Chi Nguyen

Comments

My Understanding of Paul Christiano's Iterated Amplification AI Safety Research Agenda

Thanks! I already mention this in the post, but just wanted to clarify that Paul only read the first third/half (wherever his last comment is) in case people missed that and mistakenly take the second half at face value.

Edit: Just went back to the post and noticed I don't really clearly say that.

My Understanding of Paul Christiano's Iterated Amplification AI Safety Research Agenda

Hey, thanks for the question! And I'm glad you liked the part about AGZ. (I also found this video by Robert Miles extremely helpful and accessible to understand AGZ)

 

This seems speculative. How do you know that a hypothetical infinite HCH tree does not depend the capabilities of the human?

Hm, I wouldn't say that it doesn't depend on the capabilities of the human. I think it does, but it depends on the type of reasoning they employ and not e.g. their working memory (to the extent that the general hypothesis of factored cognition holds that we can successfully solve tasks by breaking them down into smaller tasks.)

WHAT YOU NEED TO DO
1. List every person named in the comments page, giving each by the fullest name it uses.
2. Retype the stretch of the comments page from "Thanks! I already" through "at face value.".

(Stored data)

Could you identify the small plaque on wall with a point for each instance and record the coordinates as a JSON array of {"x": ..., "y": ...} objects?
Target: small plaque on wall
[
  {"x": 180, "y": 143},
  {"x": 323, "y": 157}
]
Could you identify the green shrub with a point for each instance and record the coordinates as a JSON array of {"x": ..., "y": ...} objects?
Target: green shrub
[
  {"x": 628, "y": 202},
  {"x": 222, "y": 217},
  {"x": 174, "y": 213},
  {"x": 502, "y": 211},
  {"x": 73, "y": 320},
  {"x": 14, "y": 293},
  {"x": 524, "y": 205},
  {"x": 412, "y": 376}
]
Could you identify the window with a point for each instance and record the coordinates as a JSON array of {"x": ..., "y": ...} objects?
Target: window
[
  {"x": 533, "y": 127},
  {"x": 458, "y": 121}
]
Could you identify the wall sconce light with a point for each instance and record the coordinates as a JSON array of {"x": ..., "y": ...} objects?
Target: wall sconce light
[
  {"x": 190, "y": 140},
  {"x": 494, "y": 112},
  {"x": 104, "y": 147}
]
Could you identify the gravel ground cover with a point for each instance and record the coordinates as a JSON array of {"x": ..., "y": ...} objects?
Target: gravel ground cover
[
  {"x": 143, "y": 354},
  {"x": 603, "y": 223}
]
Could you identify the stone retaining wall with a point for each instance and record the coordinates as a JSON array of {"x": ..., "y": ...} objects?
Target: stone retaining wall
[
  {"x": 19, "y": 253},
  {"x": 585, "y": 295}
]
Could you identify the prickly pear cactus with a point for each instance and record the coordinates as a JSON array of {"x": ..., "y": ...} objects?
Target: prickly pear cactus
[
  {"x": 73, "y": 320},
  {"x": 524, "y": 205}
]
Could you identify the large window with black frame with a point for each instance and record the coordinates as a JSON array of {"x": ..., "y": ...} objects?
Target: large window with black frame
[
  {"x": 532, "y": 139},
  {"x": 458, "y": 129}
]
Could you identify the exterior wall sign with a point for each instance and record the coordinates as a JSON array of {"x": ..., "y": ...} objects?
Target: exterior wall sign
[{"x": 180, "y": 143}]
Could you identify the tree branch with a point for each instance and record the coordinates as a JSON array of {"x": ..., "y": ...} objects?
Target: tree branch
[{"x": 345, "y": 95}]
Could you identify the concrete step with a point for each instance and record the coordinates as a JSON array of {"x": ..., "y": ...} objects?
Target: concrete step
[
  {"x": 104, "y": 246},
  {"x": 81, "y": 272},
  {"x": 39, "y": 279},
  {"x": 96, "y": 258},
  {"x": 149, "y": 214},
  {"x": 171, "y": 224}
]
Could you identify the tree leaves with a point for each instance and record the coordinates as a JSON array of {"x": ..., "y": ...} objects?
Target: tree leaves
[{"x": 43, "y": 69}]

SOLUTIONS TO THE PROBLEMS
1.
Chi Nguyen
Paul Christiano
Robert Miles

2.
Thanks! I already mention this in the post, but just wanted to clarify that Paul only read the first third/half (wherever his last comment is) in case people missed that and mistakenly take the second half at face value.